### Provided passage
+++

SALT LAKE CITY — Utah's first case of the omicron variant of COVID-19 was confirmed Friday.
The Utah Department of Health said the person who tested positive with the variant lives in the southwest part of the state and recently returned home after traveling to South Africa.
According to officials, the person is fully vaccinated and is recovering at home and experienced only mild symptoms. An investigation into the case was conducted individuals that came in close contact with the person have been identified.
The person flew into Utah at an undisclosed airport and was driven home by family members without stopping on the way, which could have opened the possibility of putting more people at risk.
None of the person's family members have been found to have the omicron variant.
UDOH claims the person and their close contacts have been cooperative during the investigation and are all in isolation.
The state sequences about 1,500 positive PCR samples every other day, but Dr. Kelly Oakeson with the Utah Public Health Laboratory doesn't expect that number to increase, even with the arrival of the new variant.
“Right now, we’re averaging 8-10 days from sample collection to sequencing result,” said Oakeson, who adds that officials fast tracked this sequencing.

+++

### Given entries
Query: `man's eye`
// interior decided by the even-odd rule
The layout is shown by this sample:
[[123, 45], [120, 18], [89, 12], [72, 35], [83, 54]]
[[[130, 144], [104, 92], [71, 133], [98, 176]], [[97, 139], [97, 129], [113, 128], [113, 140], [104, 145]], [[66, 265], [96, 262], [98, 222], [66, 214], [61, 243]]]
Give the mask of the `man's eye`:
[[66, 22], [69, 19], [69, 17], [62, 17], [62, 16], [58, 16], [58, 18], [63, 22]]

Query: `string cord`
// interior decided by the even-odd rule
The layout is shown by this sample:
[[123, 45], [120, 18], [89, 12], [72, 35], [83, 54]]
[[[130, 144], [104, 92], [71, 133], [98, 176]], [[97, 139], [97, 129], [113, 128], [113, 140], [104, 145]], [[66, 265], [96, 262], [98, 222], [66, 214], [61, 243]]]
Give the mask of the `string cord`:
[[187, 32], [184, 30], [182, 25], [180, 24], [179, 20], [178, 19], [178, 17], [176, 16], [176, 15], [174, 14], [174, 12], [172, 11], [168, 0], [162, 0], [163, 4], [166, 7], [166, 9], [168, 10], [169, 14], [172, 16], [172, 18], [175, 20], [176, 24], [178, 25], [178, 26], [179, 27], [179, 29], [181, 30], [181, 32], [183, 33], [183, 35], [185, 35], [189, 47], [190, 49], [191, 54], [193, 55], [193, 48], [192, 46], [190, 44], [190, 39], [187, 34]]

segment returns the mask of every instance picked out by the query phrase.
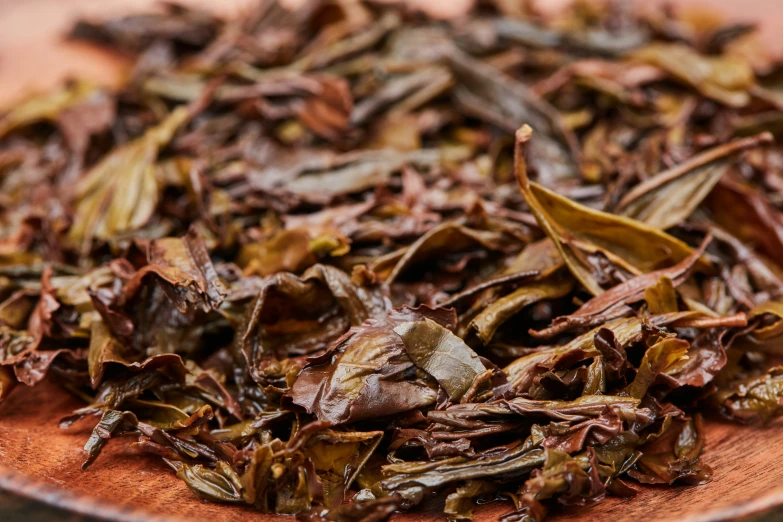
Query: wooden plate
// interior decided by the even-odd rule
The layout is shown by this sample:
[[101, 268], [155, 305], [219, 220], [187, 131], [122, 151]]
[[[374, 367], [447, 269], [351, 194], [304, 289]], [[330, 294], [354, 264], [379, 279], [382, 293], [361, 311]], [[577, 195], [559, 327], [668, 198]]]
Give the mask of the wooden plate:
[[[188, 490], [160, 459], [128, 448], [131, 439], [110, 441], [86, 472], [82, 446], [89, 423], [70, 430], [58, 420], [81, 404], [56, 385], [18, 387], [0, 405], [0, 488], [85, 515], [118, 521], [248, 520], [291, 522], [249, 507], [207, 503]], [[783, 515], [783, 418], [765, 428], [719, 420], [706, 423], [704, 460], [715, 470], [696, 487], [648, 487], [633, 499], [607, 498], [590, 506], [559, 508], [550, 520], [613, 522], [707, 522], [754, 515]], [[396, 515], [398, 521], [442, 520], [442, 506]], [[496, 520], [510, 504], [480, 506], [476, 520]], [[773, 515], [770, 515], [772, 513]], [[769, 518], [774, 520], [774, 518]]]
[[[63, 44], [61, 33], [78, 15], [138, 11], [154, 1], [0, 0], [0, 105], [17, 100], [30, 88], [50, 88], [67, 76], [86, 75], [116, 83], [127, 62], [85, 46]], [[242, 1], [223, 0], [220, 5], [225, 8]], [[419, 4], [425, 1], [438, 3], [416, 0]], [[756, 18], [768, 44], [781, 41], [781, 0], [678, 0], [677, 5], [682, 3], [717, 6], [744, 20]], [[89, 427], [57, 428], [59, 418], [78, 406], [74, 398], [49, 383], [32, 390], [20, 386], [0, 405], [0, 488], [72, 512], [117, 521], [293, 520], [259, 514], [249, 507], [202, 502], [159, 459], [130, 451], [128, 439], [112, 441], [98, 461], [82, 472], [81, 447]], [[710, 420], [706, 428], [705, 461], [715, 469], [712, 483], [646, 488], [630, 500], [609, 498], [592, 506], [558, 509], [551, 520], [783, 519], [783, 465], [777, 460], [783, 453], [783, 420], [764, 429]], [[431, 504], [424, 511], [394, 518], [442, 520], [441, 506], [436, 501]], [[480, 506], [476, 520], [495, 520], [508, 510], [502, 503]]]

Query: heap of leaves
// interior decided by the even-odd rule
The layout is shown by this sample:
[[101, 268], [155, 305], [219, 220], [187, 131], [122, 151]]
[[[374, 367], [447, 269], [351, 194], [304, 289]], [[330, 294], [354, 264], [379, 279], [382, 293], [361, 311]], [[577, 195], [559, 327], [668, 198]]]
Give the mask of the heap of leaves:
[[520, 5], [80, 23], [138, 60], [0, 119], [0, 399], [311, 521], [708, 481], [701, 413], [783, 404], [783, 67]]

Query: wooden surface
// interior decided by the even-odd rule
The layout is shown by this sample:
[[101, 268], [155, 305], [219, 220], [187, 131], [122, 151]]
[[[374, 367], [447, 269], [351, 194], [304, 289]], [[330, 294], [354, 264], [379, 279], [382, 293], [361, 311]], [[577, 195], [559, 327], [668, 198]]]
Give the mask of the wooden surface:
[[[0, 405], [0, 488], [120, 521], [292, 520], [245, 506], [202, 502], [159, 459], [130, 450], [128, 438], [110, 441], [93, 466], [82, 472], [81, 447], [89, 436], [89, 423], [70, 430], [57, 428], [59, 418], [79, 406], [52, 384], [17, 388]], [[769, 517], [783, 504], [783, 419], [766, 428], [708, 420], [706, 428], [705, 461], [715, 470], [710, 484], [645, 488], [630, 500], [607, 498], [591, 506], [555, 511], [550, 520], [707, 522]], [[508, 511], [509, 504], [504, 503], [481, 506], [476, 520], [495, 520]], [[394, 519], [425, 522], [442, 520], [443, 515], [433, 501], [424, 512]]]
[[[254, 0], [177, 0], [209, 6], [231, 16]], [[295, 5], [308, 0], [281, 0]], [[393, 0], [392, 0], [393, 1]], [[407, 0], [439, 16], [460, 13], [472, 0]], [[557, 9], [569, 0], [537, 0], [542, 8]], [[116, 85], [129, 62], [83, 43], [64, 41], [80, 17], [103, 18], [148, 11], [160, 0], [0, 0], [0, 108], [31, 91], [45, 91], [65, 78], [87, 77]], [[638, 0], [646, 8], [668, 3], [680, 9], [711, 6], [727, 17], [756, 20], [765, 42], [783, 51], [783, 0]], [[781, 54], [781, 53], [778, 53]]]
[[[303, 0], [291, 0], [293, 2]], [[306, 0], [304, 0], [306, 1]], [[416, 0], [435, 9], [458, 9], [450, 2]], [[545, 0], [552, 7], [564, 0]], [[220, 5], [230, 14], [246, 0], [186, 0]], [[0, 0], [0, 106], [7, 106], [31, 89], [44, 90], [66, 77], [86, 76], [116, 84], [128, 62], [82, 44], [63, 43], [62, 34], [79, 16], [110, 16], [149, 9], [155, 0]], [[661, 3], [646, 2], [647, 4]], [[758, 20], [768, 44], [780, 50], [783, 41], [783, 0], [677, 0], [711, 4], [729, 16]], [[438, 7], [441, 6], [441, 7]], [[53, 385], [29, 390], [20, 387], [0, 405], [0, 520], [35, 522], [66, 520], [63, 511], [30, 503], [30, 497], [92, 517], [128, 520], [286, 520], [264, 516], [250, 508], [208, 504], [198, 500], [158, 459], [128, 450], [128, 439], [112, 441], [87, 472], [80, 471], [81, 446], [89, 426], [57, 428], [58, 419], [79, 404]], [[613, 522], [783, 520], [783, 421], [766, 429], [743, 428], [721, 422], [707, 424], [705, 460], [715, 469], [714, 481], [694, 488], [649, 488], [631, 500], [605, 502], [553, 513], [555, 521]], [[435, 508], [400, 515], [398, 520], [442, 520]], [[477, 520], [494, 520], [507, 505], [490, 504], [477, 510]], [[79, 520], [94, 520], [87, 517]]]

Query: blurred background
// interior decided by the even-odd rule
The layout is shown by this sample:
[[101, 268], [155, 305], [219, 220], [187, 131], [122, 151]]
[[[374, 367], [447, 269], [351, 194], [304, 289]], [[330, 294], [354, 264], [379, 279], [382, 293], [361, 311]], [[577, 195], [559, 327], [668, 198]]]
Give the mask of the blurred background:
[[[254, 0], [177, 0], [231, 17]], [[283, 0], [295, 7], [308, 0]], [[394, 1], [394, 0], [392, 0]], [[415, 9], [458, 17], [473, 0], [404, 0]], [[522, 1], [522, 0], [520, 0]], [[561, 9], [568, 0], [531, 0], [541, 10]], [[642, 9], [678, 10], [709, 7], [727, 18], [757, 22], [767, 45], [783, 54], [783, 0], [637, 0]], [[84, 43], [66, 42], [78, 18], [107, 18], [155, 9], [160, 0], [0, 0], [0, 109], [31, 91], [51, 88], [68, 77], [82, 76], [116, 84], [127, 59]]]

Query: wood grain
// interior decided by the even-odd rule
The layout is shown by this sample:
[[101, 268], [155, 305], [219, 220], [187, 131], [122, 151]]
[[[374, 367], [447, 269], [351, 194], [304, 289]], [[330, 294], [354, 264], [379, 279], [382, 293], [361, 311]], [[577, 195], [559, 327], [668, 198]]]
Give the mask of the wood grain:
[[[288, 521], [249, 507], [205, 503], [159, 459], [129, 449], [131, 439], [112, 440], [86, 472], [81, 447], [89, 422], [59, 430], [57, 422], [81, 404], [44, 383], [17, 388], [0, 405], [0, 488], [68, 510], [118, 521]], [[783, 419], [765, 427], [708, 420], [705, 461], [714, 480], [698, 487], [643, 488], [633, 499], [608, 498], [591, 506], [558, 508], [553, 522], [708, 522], [738, 520], [783, 504]], [[423, 511], [396, 515], [399, 522], [443, 520], [437, 499]], [[476, 520], [495, 520], [510, 510], [498, 502], [480, 506]]]
[[[186, 1], [219, 4], [230, 14], [245, 0]], [[438, 4], [453, 8], [459, 3], [416, 1], [436, 8]], [[545, 3], [551, 7], [563, 1], [566, 0]], [[155, 0], [0, 0], [0, 106], [13, 103], [31, 89], [51, 88], [66, 77], [86, 76], [116, 84], [128, 67], [127, 60], [85, 45], [64, 43], [62, 35], [79, 16], [140, 11], [154, 3]], [[716, 6], [739, 19], [759, 20], [766, 42], [776, 50], [781, 48], [783, 0], [679, 0], [677, 5], [694, 3]], [[292, 520], [262, 515], [243, 506], [204, 503], [158, 459], [129, 450], [128, 439], [112, 441], [93, 467], [81, 472], [81, 446], [89, 435], [89, 426], [57, 429], [57, 420], [78, 406], [75, 399], [52, 384], [33, 390], [20, 387], [0, 405], [0, 488], [110, 520]], [[630, 500], [610, 498], [592, 506], [560, 508], [552, 520], [707, 522], [760, 516], [783, 519], [783, 466], [778, 461], [783, 453], [782, 427], [783, 421], [763, 430], [708, 421], [705, 460], [715, 469], [712, 483], [693, 488], [646, 488]], [[395, 518], [411, 522], [442, 520], [439, 502], [430, 504], [429, 510]], [[502, 503], [481, 506], [476, 519], [495, 520], [508, 509]]]

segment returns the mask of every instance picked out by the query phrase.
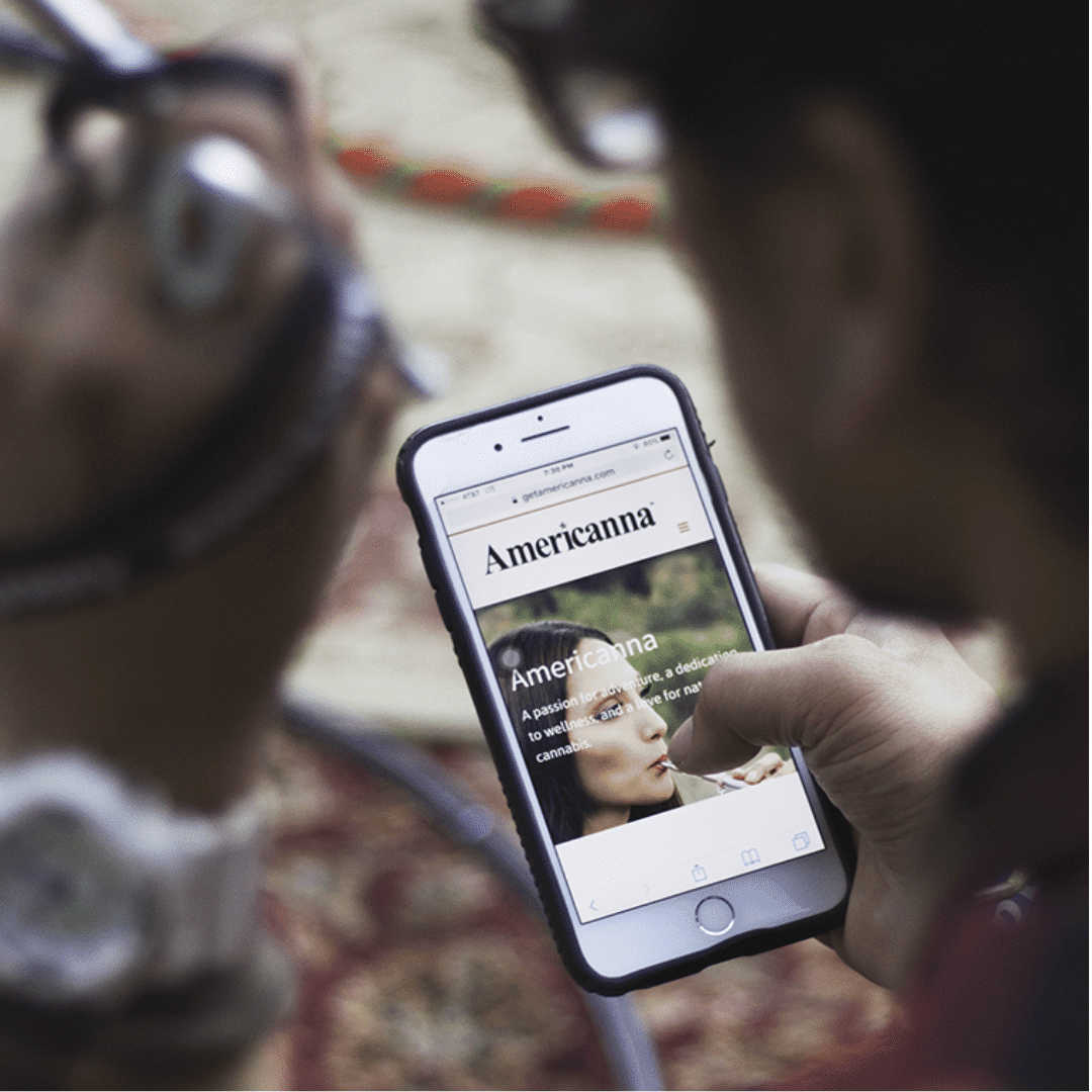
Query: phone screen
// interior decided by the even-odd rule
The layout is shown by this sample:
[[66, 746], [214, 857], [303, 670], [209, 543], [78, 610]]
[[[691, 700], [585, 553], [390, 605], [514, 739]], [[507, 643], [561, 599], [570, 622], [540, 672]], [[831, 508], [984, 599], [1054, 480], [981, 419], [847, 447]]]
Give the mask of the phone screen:
[[756, 632], [675, 428], [436, 505], [582, 922], [824, 847], [787, 749], [664, 762]]

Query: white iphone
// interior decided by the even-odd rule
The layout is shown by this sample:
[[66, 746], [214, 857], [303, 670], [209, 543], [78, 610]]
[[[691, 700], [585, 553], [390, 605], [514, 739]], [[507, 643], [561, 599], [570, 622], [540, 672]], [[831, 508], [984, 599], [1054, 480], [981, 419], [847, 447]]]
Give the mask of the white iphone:
[[561, 956], [602, 994], [835, 925], [840, 817], [795, 750], [667, 758], [771, 646], [693, 406], [641, 366], [414, 434], [399, 484]]

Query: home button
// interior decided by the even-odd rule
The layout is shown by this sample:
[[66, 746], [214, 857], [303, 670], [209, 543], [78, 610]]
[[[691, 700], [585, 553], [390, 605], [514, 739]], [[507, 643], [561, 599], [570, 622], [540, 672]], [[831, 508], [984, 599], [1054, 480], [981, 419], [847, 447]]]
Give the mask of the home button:
[[710, 895], [698, 903], [693, 916], [698, 919], [698, 928], [711, 937], [724, 936], [736, 924], [736, 912], [727, 899]]

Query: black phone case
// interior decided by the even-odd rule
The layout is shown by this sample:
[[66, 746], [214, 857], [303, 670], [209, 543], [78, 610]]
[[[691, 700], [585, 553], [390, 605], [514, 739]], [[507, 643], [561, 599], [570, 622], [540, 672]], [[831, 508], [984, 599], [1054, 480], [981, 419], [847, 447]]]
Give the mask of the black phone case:
[[[425, 518], [428, 499], [417, 488], [417, 484], [413, 479], [411, 466], [414, 453], [432, 437], [458, 431], [470, 425], [505, 417], [511, 413], [534, 410], [537, 406], [557, 401], [559, 397], [568, 397], [572, 394], [579, 394], [582, 391], [606, 387], [637, 376], [653, 376], [664, 381], [672, 388], [679, 400], [684, 419], [695, 441], [698, 464], [709, 483], [715, 513], [721, 522], [721, 526], [724, 529], [728, 549], [739, 571], [744, 593], [753, 612], [763, 642], [767, 648], [772, 649], [774, 646], [773, 634], [770, 631], [765, 610], [759, 597], [758, 586], [755, 583], [750, 565], [747, 561], [747, 555], [739, 541], [736, 524], [728, 508], [724, 483], [721, 480], [720, 472], [710, 458], [710, 446], [705, 440], [701, 422], [698, 418], [697, 411], [690, 400], [690, 394], [682, 384], [682, 381], [664, 368], [658, 368], [654, 365], [634, 365], [575, 383], [556, 387], [539, 394], [489, 406], [476, 413], [427, 425], [425, 428], [418, 429], [405, 441], [399, 451], [396, 463], [399, 489], [406, 505], [410, 507], [414, 523], [417, 526], [419, 535], [418, 545], [420, 546], [425, 572], [436, 594], [440, 615], [448, 628], [448, 632], [451, 634], [455, 656], [470, 687], [474, 708], [477, 711], [489, 751], [497, 767], [505, 797], [515, 820], [515, 828], [520, 835], [527, 864], [531, 866], [535, 885], [538, 888], [538, 894], [543, 902], [547, 923], [554, 934], [554, 940], [572, 977], [585, 989], [605, 996], [617, 996], [628, 993], [631, 989], [658, 985], [662, 982], [669, 982], [673, 978], [693, 974], [704, 966], [709, 966], [712, 963], [720, 963], [725, 959], [736, 956], [751, 956], [756, 952], [768, 951], [771, 948], [779, 948], [795, 940], [803, 940], [807, 937], [828, 931], [841, 923], [845, 913], [845, 903], [848, 900], [847, 882], [845, 898], [829, 912], [803, 918], [787, 926], [782, 925], [771, 929], [752, 930], [736, 938], [725, 939], [721, 943], [703, 949], [692, 956], [658, 964], [622, 978], [604, 978], [587, 965], [580, 952], [575, 931], [565, 909], [565, 898], [561, 892], [561, 883], [563, 881], [555, 874], [549, 860], [538, 845], [538, 834], [532, 820], [533, 805], [525, 798], [523, 786], [517, 773], [515, 763], [519, 760], [509, 752], [508, 747], [501, 738], [501, 731], [494, 723], [496, 714], [486, 696], [488, 689], [487, 679], [489, 676], [487, 675], [487, 669], [478, 664], [477, 657], [472, 651], [473, 641], [477, 636], [477, 630], [474, 628], [474, 619], [464, 619], [461, 617], [455, 601], [451, 595], [449, 577], [443, 569], [436, 542], [432, 538], [432, 532]], [[832, 848], [839, 854], [847, 879], [852, 878], [855, 860], [852, 841], [848, 836], [848, 827], [841, 814], [831, 805], [822, 790], [816, 785], [797, 748], [793, 748], [793, 757], [796, 760], [797, 769], [800, 771], [800, 780], [808, 799], [817, 812], [826, 818], [826, 826], [831, 835]]]

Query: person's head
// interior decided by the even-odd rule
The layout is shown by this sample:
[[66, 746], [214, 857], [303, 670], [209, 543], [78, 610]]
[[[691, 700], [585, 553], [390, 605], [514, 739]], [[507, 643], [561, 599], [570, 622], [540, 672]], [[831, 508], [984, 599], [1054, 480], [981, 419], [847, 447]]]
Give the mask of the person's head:
[[556, 842], [579, 838], [592, 816], [674, 793], [658, 764], [667, 725], [619, 650], [602, 630], [559, 620], [521, 626], [489, 649]]
[[658, 119], [734, 404], [835, 575], [963, 613], [985, 506], [1082, 542], [1082, 12], [482, 10], [585, 159], [637, 162]]

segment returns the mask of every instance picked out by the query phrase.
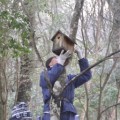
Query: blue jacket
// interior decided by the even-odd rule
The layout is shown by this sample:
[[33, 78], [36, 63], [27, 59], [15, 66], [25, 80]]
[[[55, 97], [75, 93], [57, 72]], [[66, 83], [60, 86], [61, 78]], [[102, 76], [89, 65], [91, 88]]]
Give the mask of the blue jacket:
[[[81, 71], [88, 68], [89, 67], [88, 60], [86, 58], [80, 59], [79, 66]], [[52, 86], [54, 86], [55, 81], [60, 76], [63, 70], [64, 70], [64, 66], [60, 64], [56, 64], [51, 69], [48, 70], [48, 78], [50, 79]], [[69, 74], [67, 76], [66, 83], [68, 83], [75, 76], [76, 75]], [[91, 76], [92, 76], [91, 71], [87, 71], [66, 88], [66, 90], [63, 93], [63, 98], [65, 98], [65, 100], [62, 101], [61, 112], [70, 111], [76, 114], [76, 109], [73, 106], [74, 90], [75, 88], [81, 86], [82, 84], [90, 80]], [[43, 93], [44, 112], [49, 111], [50, 107], [48, 101], [51, 98], [51, 94], [47, 87], [47, 83], [44, 77], [44, 72], [42, 72], [40, 75], [40, 86], [42, 87], [42, 93]]]

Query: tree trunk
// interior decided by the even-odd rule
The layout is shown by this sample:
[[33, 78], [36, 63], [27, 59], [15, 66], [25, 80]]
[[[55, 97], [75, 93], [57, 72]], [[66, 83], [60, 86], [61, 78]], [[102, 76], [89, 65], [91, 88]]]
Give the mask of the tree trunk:
[[[112, 27], [112, 31], [111, 31], [111, 35], [110, 35], [110, 39], [111, 39], [111, 45], [112, 45], [112, 51], [116, 51], [118, 49], [120, 49], [119, 44], [120, 44], [120, 1], [119, 0], [114, 0], [110, 1], [108, 0], [108, 4], [110, 6], [110, 8], [112, 9], [113, 12], [113, 27]], [[118, 64], [115, 70], [115, 79], [116, 79], [116, 86], [118, 89], [118, 95], [116, 96], [116, 103], [120, 102], [120, 94], [119, 94], [119, 90], [120, 90], [120, 58], [119, 58], [120, 54], [117, 54], [114, 56], [113, 60], [115, 61], [117, 59]], [[117, 120], [117, 106], [116, 109], [113, 110], [113, 112], [111, 113], [111, 116], [114, 116], [114, 119]], [[110, 120], [112, 120], [112, 118], [110, 118]]]
[[69, 37], [75, 41], [76, 34], [78, 30], [78, 23], [80, 18], [80, 13], [83, 7], [84, 0], [76, 0], [73, 17], [70, 24], [70, 35]]
[[5, 73], [5, 61], [0, 58], [0, 120], [6, 120], [6, 107], [7, 107], [7, 78]]

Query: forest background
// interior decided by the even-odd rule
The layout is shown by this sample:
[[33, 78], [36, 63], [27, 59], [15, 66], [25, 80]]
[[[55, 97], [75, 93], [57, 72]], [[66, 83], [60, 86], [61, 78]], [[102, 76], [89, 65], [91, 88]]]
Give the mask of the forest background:
[[[120, 0], [0, 0], [0, 120], [19, 101], [33, 119], [42, 115], [40, 72], [61, 30], [76, 40], [90, 65], [120, 49]], [[79, 73], [76, 55], [68, 73]], [[119, 53], [92, 68], [92, 79], [76, 89], [81, 120], [120, 120]]]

+++

### What you should do
In the report on Utah's first omicron case, which country had the infected person traveled to before returning home?

### Written answer
South Africa.